··· Record list ···
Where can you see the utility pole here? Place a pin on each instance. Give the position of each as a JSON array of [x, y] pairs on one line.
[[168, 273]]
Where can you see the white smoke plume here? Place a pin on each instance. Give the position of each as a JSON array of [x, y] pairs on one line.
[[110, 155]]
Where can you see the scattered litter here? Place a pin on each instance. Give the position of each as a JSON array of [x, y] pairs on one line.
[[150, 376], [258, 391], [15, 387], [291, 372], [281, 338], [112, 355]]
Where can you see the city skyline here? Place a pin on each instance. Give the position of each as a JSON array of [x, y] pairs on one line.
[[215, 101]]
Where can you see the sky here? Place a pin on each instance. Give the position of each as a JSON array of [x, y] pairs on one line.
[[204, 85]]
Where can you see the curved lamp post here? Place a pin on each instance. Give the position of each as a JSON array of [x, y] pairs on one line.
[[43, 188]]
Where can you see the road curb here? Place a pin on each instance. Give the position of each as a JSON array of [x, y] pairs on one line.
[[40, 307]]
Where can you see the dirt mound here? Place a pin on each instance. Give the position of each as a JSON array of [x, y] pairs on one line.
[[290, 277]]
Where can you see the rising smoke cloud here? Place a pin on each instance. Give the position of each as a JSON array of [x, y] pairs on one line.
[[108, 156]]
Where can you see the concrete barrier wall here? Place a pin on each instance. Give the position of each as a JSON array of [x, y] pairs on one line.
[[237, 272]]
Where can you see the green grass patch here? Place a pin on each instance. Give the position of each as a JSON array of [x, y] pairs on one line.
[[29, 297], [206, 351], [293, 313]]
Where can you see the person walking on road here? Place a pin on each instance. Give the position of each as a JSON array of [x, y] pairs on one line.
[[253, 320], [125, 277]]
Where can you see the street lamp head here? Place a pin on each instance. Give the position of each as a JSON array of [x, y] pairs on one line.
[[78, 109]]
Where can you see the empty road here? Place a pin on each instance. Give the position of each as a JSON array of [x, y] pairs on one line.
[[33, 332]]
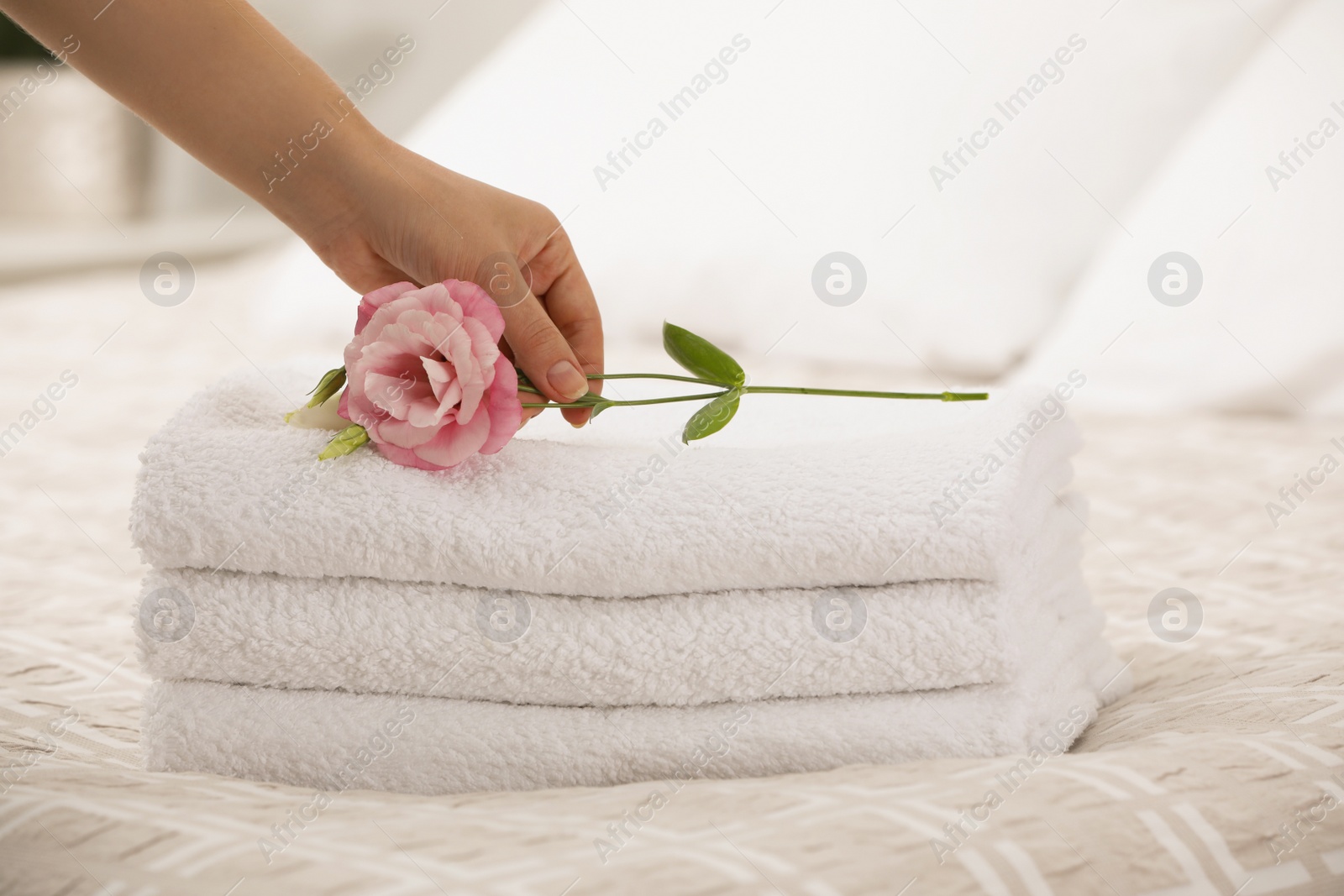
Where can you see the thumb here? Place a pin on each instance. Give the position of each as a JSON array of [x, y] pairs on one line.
[[542, 351]]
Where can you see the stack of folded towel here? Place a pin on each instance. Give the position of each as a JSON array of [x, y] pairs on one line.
[[566, 614]]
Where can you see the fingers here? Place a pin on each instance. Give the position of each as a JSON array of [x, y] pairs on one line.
[[575, 312], [542, 352]]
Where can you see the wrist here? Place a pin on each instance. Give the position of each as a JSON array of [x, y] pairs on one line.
[[319, 181]]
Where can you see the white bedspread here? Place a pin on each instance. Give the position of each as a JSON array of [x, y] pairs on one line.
[[1183, 783]]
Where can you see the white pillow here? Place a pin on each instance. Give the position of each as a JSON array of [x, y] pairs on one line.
[[1267, 329], [822, 137]]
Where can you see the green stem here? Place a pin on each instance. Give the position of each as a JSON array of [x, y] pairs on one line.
[[647, 401], [655, 376], [938, 396]]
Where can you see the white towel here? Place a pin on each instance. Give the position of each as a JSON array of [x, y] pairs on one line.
[[333, 741], [370, 636], [226, 484]]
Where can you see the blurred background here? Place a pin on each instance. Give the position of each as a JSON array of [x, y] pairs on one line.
[[1144, 191]]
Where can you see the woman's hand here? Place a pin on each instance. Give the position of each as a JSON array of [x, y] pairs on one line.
[[218, 80], [414, 221]]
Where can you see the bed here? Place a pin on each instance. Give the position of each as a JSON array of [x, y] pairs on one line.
[[1221, 773]]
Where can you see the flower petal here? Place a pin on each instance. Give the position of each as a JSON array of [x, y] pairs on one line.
[[506, 407], [456, 443], [375, 300]]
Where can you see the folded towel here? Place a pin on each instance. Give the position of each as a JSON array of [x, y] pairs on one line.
[[373, 636], [226, 484], [333, 741]]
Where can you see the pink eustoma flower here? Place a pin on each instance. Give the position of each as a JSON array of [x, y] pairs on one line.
[[425, 375]]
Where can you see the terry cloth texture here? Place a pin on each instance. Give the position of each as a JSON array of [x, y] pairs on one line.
[[373, 636], [786, 606], [228, 485], [335, 741]]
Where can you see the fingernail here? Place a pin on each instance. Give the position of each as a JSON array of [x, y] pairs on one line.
[[566, 379]]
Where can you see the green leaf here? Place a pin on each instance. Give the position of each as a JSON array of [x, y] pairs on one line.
[[711, 418], [344, 443], [701, 356], [328, 385]]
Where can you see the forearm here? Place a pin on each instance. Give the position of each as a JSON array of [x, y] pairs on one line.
[[223, 83]]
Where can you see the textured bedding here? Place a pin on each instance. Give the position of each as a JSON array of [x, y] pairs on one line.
[[1187, 786]]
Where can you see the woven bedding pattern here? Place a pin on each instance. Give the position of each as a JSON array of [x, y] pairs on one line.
[[1227, 757]]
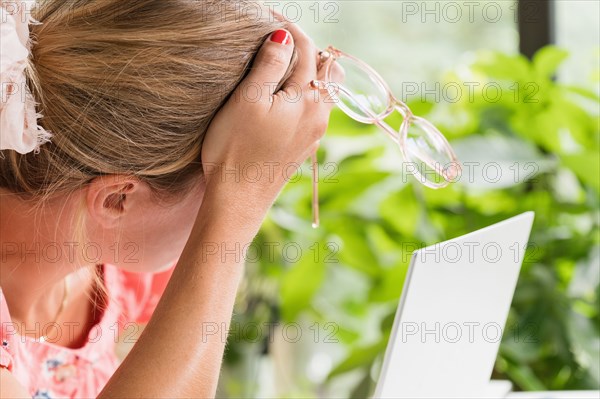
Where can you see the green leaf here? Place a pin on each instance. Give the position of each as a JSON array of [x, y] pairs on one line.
[[359, 357], [586, 166], [299, 285], [547, 60]]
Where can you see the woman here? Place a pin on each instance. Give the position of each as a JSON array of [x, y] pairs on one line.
[[150, 110]]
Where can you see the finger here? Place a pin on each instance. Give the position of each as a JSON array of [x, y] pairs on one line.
[[271, 64], [306, 69]]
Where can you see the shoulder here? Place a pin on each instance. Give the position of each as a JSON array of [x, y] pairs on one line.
[[138, 293], [7, 332]]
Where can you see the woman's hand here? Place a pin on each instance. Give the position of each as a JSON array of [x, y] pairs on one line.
[[259, 138]]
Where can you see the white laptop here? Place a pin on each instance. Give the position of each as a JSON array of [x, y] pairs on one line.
[[452, 314]]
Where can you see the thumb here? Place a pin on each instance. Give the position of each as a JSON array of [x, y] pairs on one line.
[[270, 65]]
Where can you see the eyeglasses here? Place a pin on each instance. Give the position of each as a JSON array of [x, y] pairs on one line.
[[362, 94]]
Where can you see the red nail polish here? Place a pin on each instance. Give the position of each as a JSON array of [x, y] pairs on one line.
[[281, 36]]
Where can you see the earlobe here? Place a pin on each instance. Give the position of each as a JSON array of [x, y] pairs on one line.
[[108, 197]]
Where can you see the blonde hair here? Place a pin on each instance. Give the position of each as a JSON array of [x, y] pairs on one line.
[[130, 87]]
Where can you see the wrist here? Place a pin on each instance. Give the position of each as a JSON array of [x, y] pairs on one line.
[[238, 208]]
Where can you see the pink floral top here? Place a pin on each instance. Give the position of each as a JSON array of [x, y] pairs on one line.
[[47, 370]]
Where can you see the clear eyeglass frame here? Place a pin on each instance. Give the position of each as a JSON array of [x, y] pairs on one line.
[[373, 107]]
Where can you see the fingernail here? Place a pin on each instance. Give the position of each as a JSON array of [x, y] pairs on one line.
[[281, 36]]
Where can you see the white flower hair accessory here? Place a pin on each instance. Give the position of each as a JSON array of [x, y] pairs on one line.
[[19, 129]]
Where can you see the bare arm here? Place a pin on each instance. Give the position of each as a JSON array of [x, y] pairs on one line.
[[179, 354]]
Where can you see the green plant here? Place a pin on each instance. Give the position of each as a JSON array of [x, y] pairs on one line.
[[543, 135]]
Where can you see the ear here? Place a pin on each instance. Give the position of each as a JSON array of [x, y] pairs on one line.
[[109, 198]]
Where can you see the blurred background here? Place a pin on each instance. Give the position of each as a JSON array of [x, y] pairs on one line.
[[514, 84]]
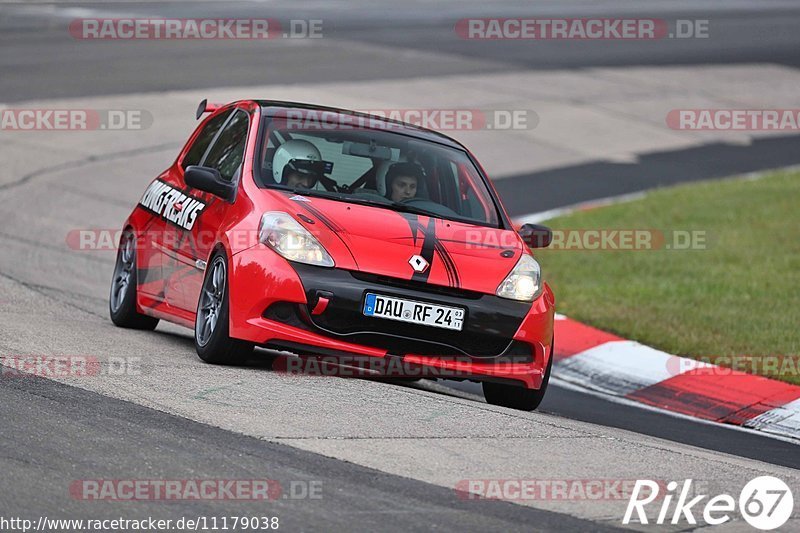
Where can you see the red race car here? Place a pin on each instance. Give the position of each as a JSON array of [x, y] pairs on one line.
[[331, 233]]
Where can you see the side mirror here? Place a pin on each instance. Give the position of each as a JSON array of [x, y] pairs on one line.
[[535, 235], [209, 180]]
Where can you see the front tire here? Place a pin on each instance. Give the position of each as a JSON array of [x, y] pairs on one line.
[[122, 299], [517, 397], [212, 323]]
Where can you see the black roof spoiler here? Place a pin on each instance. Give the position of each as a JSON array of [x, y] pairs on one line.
[[205, 107]]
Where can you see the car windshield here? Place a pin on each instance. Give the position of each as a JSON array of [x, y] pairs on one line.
[[364, 161]]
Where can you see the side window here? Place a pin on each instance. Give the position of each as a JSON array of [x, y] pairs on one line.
[[227, 153], [203, 140]]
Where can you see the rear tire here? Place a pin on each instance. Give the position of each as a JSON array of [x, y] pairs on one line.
[[122, 299], [212, 323], [517, 397]]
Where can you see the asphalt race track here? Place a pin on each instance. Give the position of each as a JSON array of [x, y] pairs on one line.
[[387, 456]]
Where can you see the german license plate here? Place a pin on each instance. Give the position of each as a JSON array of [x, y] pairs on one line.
[[427, 314]]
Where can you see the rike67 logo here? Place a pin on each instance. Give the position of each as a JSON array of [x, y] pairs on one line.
[[765, 503]]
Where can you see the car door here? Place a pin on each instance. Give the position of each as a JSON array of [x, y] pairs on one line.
[[167, 236], [226, 155]]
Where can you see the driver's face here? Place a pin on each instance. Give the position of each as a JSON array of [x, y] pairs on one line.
[[296, 179], [403, 188]]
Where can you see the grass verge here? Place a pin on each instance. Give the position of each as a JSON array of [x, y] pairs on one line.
[[736, 295]]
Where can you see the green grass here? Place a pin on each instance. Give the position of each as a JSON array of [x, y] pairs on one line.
[[738, 296]]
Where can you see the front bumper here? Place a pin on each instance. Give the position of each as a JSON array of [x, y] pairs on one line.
[[277, 307]]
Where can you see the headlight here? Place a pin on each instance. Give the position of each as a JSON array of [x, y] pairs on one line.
[[525, 281], [285, 235]]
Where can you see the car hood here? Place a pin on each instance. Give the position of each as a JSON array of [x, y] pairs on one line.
[[385, 242]]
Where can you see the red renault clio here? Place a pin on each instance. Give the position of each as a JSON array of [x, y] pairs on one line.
[[322, 231]]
···
» **Required task**: Present everything from the line containing "Where can you see the woman here?" down to the line containing "[[373, 107]]", both included, as a Markdown table with a Row column numbering each line and a Line column holding its text. Leave out blank lines.

» **Task result**:
| Row | Line |
|---|---|
| 1 | Where can you see the woman here? Place a pin on each instance. Give the position of each as a JSON array of [x, y] pairs on one line. |
| 2 | [[150, 110]] |
| 3 | Where can you see the finger here? Place a pin on each instance. Give the position of each as a JSON array of [x, y] pairs on one line. |
| 4 | [[271, 64], [306, 69]] |
| 5 | Where can you see the shoulder here? Place a pin on each instance. Give the position of each as a JSON array of [x, y] pairs on one line. |
| 6 | [[138, 293], [7, 332]] |
| 7 | Where can you see the woman's hand here? Place a pin on each instance. Give the position of each as a JSON array of [x, y] pairs on one line. |
| 8 | [[259, 138]] |
| 9 | Where can you see the white laptop here? Place a pin on each instance. Give the position of each as a JSON array of [x, y] pairs on one line. |
| 10 | [[452, 314]] |
| 11 | Where can you see the thumb here? Place a pin on each instance. Give the position of each as a JSON array of [x, y] pairs on one line. |
| 12 | [[270, 65]] |
| 13 | Where can you see the eyeglasses here? Place a pin on each instance. Give the position of each as a JSON array of [x, y] pairs on one line. |
| 14 | [[362, 94]] |
| 15 | Where can you see the red nail polish here? Place a pin on each instance. Give the position of each as a JSON array of [x, y] pairs on one line. |
| 16 | [[281, 36]] |
| 17 | Where can you see the earlobe here? Place a pin on each instance. Give the position of each as a JSON array of [x, y] pairs on one line. |
| 18 | [[108, 197]] |
| 19 | Where can you see the blonde hair here? Place a pin on each instance. Give the position of each as a JSON array of [x, y] pairs on one line. |
| 20 | [[130, 87]] |
| 21 | Where can you see the wrist here? Place a pin on each instance. Give the position of each as a JSON array of [x, y] pairs on one line. |
| 22 | [[238, 208]] |
| 23 | Where can you see the pink floral top here? Place a pin on each instance. Give the position of each as a JSON array of [x, y] pairs on one line. |
| 24 | [[47, 370]] |
| 25 | Where can you see the clear eyeglass frame here? Place a pin on each instance. Give the position of each as a JSON array of [x, y] pairs on one line. |
| 26 | [[373, 107]] |